TASK TO CARRY OUT — Reproduce all of the records below, changing "pixel coordinates" to "image coordinates" wherever it occurs and leaving every other character untouched.

:: MATERIALS PROVIDED ::

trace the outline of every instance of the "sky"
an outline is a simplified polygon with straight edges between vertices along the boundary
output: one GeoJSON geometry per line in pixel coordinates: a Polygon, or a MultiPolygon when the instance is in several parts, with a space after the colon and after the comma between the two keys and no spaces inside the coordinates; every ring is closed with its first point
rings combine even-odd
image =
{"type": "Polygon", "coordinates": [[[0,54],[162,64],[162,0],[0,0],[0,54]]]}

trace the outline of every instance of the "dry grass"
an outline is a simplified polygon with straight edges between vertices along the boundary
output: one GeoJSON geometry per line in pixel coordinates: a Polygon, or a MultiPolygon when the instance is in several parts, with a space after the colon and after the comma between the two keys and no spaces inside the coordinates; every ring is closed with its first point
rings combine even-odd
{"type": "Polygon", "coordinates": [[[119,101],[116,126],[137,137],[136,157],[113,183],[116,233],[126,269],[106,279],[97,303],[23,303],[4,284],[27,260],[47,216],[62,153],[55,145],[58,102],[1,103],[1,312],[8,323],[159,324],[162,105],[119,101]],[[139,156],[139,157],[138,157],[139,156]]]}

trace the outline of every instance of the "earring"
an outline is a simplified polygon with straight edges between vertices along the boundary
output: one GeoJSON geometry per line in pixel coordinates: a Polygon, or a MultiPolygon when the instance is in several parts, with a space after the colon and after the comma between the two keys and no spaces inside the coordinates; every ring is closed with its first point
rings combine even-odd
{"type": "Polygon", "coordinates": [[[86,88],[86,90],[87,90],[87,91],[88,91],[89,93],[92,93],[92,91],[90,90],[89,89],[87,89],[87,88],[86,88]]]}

:::

SOLUTION —
trace the outline of every instance of the "sky"
an outline is a simplified polygon with straight edges between vertices along the boundary
output: one GeoJSON geometry per line in image coordinates: a Polygon, or a MultiPolygon when the instance is in several parts, with a space after the colon and after the comma between the two keys and no spaces inside the coordinates; every ring is closed with its first point
rings combine even-odd
image =
{"type": "Polygon", "coordinates": [[[0,54],[162,64],[162,0],[0,0],[0,54]]]}

trace the outline of every instance of the "dry grass"
an outline is a simplified polygon with straight edges between vertices along the boundary
output: one GeoJSON geometry per line in image coordinates: a Polygon, or a MultiPolygon when the instance is in several parts, with a space after the colon and after the comma between the two keys and no spaces inside the coordinates; every ring is closed with its first point
rings combine even-odd
{"type": "Polygon", "coordinates": [[[119,101],[116,126],[137,137],[136,157],[113,183],[116,233],[126,269],[106,279],[97,303],[23,303],[4,284],[27,260],[47,216],[62,153],[55,145],[58,102],[1,103],[1,312],[8,323],[159,324],[162,105],[119,101]],[[139,156],[139,157],[138,157],[139,156]]]}

trace the outline of every instance of the "earring"
an outline is a simplified polygon with straight edges between vertices along the boundary
output: one GeoJSON geometry per line in image coordinates: a Polygon, or a MultiPolygon when the instance is in several parts, with a space after the colon and after the comma between the two keys and no spaces inside the coordinates; every ring is closed with its first point
rings combine even-odd
{"type": "Polygon", "coordinates": [[[86,88],[86,90],[87,90],[87,91],[88,91],[89,93],[92,93],[92,91],[90,90],[89,89],[87,89],[87,88],[86,88]]]}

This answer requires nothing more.